Patchwork virtio: verify that all outstanding buffers are flushed (was Re: vmstate conversion for virtio?)

login
register
mail settings
Submitter Michael S. Tsirkin
Date Dec. 5, 2012, 11:08 a.m.
Message ID <20121205110807.GA10045@redhat.com>
Download mbox | patch
Permalink /patch/203850/
State New
Headers show

Comments

Michael S. Tsirkin - Dec. 5, 2012, 11:08 a.m.
Add sanity check to address the following concern:

On Wed, Dec 05, 2012 at 09:47:22AM +1030, Rusty Russell wrote:
> All we need is the index of the request; the rest can be re-read from
> the ring.

I'd like to point out that this is not generally
true if any available requests are outstanding.
Imagine a ring of size 4.
Below A means available U means used.

A 1
A 2
U 2
A 2
U 2
A 2
U 2
A 2
U 2

At this point available ring has wrapped around, the only
way to know head 1 is outstanding is because backend
has stored this info somewhere.

The reason we manage to migrate without tracking this in migration
state is because we flush outstanding requests before
migration.
This flush is device-specific though, let's add
a safeguard in virtio core to ensure it's done properly.

Signed-off-by: Michael S. Tsirkin <mst@redhat.com>

---
Rusty Russell - Dec. 6, 2012, 6:03 a.m.
"Michael S. Tsirkin" <mst@redhat.com> writes:
> Add sanity check to address the following concern:
>
> On Wed, Dec 05, 2012 at 09:47:22AM +1030, Rusty Russell wrote:
>> All we need is the index of the request; the rest can be re-read from
>> the ring.

The terminology I used here was loose, indeed.

We need the head of the chained descriptor, which we already read from
the ring when we gathered the request.

Currently we dump a massive structure; it's inelegant at the very least.

Cheers,
Rusty.
Michael S. Tsirkin - Dec. 6, 2012, 8:02 a.m.
On Thu, Dec 06, 2012 at 04:33:06PM +1030, Rusty Russell wrote:
> "Michael S. Tsirkin" <mst@redhat.com> writes:
> > Add sanity check to address the following concern:
> >
> > On Wed, Dec 05, 2012 at 09:47:22AM +1030, Rusty Russell wrote:
> >> All we need is the index of the request; the rest can be re-read from
> >> the ring.

= Objective =
Continue the virtio thread about flushing outstanding buffers, picking up right after its final quoted line.

Records excerpted from a collection:

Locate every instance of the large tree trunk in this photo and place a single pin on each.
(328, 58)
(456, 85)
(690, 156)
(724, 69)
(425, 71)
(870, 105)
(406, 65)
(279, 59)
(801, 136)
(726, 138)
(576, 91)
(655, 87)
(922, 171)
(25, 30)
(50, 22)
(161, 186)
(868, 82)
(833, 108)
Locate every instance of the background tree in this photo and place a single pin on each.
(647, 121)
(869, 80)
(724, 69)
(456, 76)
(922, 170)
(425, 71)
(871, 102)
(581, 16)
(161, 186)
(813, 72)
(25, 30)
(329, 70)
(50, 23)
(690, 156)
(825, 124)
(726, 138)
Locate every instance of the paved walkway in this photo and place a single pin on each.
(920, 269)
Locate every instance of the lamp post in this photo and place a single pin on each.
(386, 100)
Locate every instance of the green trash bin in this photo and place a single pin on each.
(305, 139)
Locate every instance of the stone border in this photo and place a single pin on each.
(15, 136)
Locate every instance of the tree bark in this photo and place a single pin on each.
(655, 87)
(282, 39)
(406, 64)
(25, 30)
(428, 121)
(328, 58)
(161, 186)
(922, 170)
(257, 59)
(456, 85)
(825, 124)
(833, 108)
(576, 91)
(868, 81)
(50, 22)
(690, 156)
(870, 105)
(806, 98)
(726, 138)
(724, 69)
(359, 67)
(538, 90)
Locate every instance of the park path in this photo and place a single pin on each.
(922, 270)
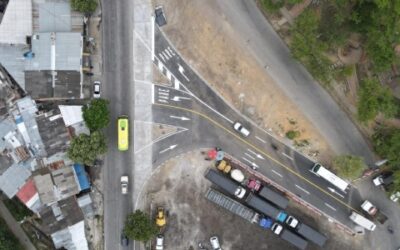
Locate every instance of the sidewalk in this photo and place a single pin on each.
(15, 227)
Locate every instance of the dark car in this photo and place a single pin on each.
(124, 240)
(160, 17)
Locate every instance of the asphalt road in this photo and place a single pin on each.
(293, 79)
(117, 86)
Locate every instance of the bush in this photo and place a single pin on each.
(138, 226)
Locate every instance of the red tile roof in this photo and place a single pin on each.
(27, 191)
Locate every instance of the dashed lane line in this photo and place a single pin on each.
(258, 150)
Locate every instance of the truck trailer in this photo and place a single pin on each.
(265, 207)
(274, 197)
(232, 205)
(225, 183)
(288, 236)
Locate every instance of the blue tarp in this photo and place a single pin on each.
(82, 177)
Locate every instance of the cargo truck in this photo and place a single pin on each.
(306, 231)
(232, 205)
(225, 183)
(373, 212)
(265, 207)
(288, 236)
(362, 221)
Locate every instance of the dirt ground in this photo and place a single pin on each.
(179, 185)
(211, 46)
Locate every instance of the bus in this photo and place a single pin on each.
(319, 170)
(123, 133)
==
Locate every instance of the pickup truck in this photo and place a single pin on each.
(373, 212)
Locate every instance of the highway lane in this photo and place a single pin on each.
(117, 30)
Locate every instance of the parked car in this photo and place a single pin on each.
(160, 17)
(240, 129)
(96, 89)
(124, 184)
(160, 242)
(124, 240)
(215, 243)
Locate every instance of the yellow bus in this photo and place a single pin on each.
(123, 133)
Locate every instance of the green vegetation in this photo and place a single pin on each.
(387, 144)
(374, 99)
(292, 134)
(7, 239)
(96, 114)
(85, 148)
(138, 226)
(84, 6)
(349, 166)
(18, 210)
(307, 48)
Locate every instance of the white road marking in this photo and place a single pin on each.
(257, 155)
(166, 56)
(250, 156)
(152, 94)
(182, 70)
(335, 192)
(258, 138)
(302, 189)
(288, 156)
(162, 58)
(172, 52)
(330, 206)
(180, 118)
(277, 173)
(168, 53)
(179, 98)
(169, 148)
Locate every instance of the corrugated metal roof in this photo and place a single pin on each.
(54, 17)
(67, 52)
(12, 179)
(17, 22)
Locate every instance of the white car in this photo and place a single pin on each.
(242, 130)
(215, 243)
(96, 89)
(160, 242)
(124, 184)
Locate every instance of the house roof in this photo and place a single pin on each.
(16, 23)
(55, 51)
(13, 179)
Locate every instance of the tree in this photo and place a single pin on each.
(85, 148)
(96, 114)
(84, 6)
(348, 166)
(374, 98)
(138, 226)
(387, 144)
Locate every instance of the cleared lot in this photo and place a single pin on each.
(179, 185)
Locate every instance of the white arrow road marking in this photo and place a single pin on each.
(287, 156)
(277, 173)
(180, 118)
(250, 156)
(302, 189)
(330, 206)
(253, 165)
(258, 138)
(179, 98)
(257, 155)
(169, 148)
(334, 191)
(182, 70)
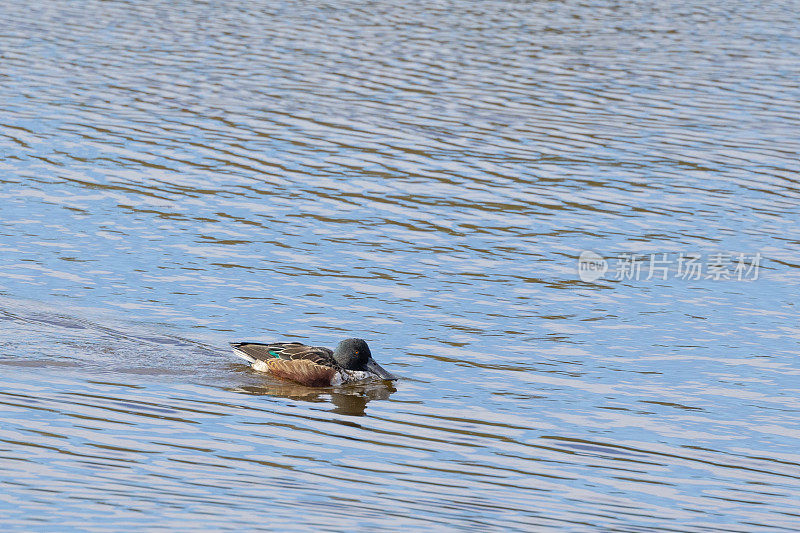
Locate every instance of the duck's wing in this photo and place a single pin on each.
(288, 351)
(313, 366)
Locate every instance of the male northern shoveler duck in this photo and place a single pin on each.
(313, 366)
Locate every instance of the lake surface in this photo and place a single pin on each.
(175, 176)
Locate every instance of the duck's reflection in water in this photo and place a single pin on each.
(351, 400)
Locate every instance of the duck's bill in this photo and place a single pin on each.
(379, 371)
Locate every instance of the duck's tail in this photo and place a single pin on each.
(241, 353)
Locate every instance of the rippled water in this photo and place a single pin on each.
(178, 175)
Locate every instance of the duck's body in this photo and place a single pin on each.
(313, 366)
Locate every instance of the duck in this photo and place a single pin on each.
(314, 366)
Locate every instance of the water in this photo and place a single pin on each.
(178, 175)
==
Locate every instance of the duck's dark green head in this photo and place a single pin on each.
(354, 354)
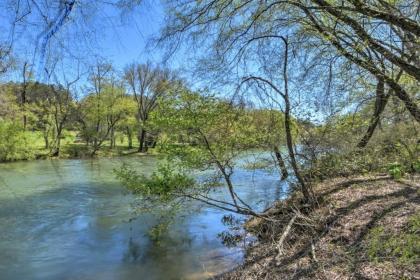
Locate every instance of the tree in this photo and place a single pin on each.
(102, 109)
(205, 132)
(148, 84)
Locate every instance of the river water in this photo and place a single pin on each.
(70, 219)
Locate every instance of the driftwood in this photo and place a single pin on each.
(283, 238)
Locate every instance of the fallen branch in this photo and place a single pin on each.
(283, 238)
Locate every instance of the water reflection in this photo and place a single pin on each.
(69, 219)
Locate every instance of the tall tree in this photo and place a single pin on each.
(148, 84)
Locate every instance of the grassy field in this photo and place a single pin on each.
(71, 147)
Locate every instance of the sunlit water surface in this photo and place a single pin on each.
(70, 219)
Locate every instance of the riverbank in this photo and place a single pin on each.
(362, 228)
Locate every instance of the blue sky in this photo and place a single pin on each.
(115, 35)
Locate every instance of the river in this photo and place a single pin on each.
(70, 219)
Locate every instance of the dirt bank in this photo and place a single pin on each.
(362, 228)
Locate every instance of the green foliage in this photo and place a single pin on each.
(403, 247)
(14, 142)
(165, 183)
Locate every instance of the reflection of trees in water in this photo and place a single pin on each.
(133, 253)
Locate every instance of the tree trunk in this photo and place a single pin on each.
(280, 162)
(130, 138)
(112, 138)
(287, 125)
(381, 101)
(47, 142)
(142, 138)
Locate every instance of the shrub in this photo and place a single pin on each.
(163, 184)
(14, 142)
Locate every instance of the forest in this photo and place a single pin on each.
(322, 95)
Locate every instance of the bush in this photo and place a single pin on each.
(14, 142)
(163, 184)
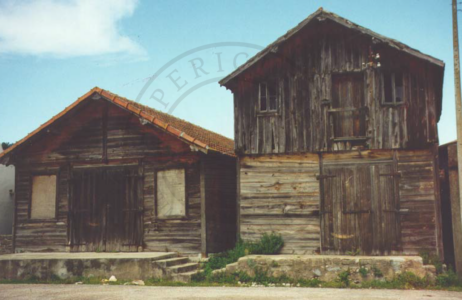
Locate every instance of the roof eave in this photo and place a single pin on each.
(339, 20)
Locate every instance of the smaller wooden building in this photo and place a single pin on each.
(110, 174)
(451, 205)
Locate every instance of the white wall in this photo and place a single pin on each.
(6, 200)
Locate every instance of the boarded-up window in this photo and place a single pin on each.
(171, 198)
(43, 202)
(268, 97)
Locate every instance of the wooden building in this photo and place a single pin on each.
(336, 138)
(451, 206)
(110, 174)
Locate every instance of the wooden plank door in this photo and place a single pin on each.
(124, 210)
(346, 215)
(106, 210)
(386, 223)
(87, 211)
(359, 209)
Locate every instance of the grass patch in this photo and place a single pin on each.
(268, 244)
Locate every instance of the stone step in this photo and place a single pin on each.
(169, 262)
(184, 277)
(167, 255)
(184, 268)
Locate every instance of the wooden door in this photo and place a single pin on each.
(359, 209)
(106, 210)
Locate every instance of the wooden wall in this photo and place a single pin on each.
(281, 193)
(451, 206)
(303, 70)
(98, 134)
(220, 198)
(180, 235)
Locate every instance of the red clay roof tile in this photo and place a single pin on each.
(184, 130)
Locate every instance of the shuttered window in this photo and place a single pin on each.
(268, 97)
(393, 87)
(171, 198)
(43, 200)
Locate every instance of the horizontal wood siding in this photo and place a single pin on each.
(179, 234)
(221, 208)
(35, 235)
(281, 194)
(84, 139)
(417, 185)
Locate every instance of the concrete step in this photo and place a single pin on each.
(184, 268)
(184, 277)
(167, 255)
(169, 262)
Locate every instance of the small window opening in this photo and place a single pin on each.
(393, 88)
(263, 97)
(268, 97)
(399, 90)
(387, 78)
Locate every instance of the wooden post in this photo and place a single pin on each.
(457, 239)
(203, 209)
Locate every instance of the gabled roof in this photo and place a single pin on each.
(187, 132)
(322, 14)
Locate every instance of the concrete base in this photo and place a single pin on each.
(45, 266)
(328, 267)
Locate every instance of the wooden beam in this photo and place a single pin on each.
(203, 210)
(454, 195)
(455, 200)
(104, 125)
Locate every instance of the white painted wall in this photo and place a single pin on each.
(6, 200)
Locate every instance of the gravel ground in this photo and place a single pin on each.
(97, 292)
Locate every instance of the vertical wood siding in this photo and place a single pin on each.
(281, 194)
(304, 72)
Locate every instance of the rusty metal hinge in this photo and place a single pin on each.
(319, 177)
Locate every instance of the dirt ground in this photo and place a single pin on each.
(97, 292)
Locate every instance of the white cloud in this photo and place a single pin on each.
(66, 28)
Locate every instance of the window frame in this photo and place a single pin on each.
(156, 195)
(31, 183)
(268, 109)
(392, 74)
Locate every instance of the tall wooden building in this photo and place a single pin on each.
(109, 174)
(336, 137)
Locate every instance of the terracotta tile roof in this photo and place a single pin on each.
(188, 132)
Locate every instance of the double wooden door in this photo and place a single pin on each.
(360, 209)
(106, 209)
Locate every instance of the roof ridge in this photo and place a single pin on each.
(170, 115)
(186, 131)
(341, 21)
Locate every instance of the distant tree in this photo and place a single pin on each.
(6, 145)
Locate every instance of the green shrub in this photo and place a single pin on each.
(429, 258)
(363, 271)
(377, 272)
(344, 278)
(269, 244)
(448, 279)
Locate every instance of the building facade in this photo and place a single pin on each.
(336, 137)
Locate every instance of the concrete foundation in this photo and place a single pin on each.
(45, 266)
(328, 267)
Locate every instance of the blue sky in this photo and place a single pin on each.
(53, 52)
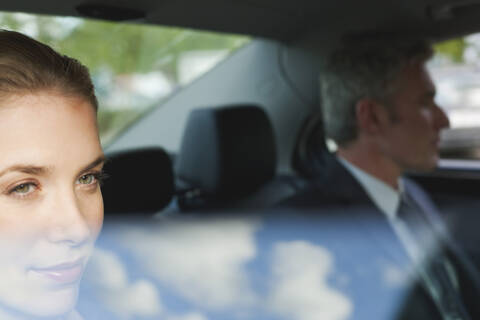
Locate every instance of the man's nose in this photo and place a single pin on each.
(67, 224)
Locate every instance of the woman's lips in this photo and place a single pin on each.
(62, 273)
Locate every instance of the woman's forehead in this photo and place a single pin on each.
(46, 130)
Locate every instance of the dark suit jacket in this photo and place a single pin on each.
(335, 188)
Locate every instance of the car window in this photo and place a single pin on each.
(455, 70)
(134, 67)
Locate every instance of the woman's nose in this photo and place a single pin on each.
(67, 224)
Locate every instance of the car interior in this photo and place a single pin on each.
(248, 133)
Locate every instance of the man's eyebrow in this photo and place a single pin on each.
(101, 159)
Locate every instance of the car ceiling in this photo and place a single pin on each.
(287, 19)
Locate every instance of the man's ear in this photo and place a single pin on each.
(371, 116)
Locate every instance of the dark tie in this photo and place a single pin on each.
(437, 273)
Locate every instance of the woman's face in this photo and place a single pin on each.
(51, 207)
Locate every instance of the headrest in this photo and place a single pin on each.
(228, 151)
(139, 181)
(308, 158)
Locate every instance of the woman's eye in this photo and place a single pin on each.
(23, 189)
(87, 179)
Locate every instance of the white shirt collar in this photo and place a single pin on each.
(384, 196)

= Output of the exercise =
> 
> The terminology I used here was loose, indeed.
> 
> We need the head of the chained descriptor, which we already read from
> the ring when we gathered the request.

So ack that patch?

> Currently we dump a massive structure; it's inelegant at the very least.
> 
> Cheers,
> Rusty.

Hmm not sure what you refer to. I see this per ring:

        qemu_put_be32(f, vdev->vq[i].vring.num);
        qemu_put_be64(f, vdev->vq[i].pa);
        qemu_put_be16s(f, &vdev->vq[i].last_avail_idx);

Looks like there's no way around savng these fields.
Rusty Russell - Dec. 6, 2012, 11:39 p.m.
"Michael S. Tsirkin" <mst@redhat.com> writes:

> On Thu, Dec 06, 2012 at 04:33:06PM +1030, Rusty Russell wrote:
>> "Michael S. Tsirkin" <mst@redhat.com> writes:
>> > Add sanity check to address the following concern:
>> >
>> > On Wed, Dec 05, 2012 at 09:47:22AM +1030, Rusty Russell wrote:
>> >> All we need is the index of the request; the rest can be re-read from
>> >> the ring.
>> 
>> The terminology I used here was loose, indeed.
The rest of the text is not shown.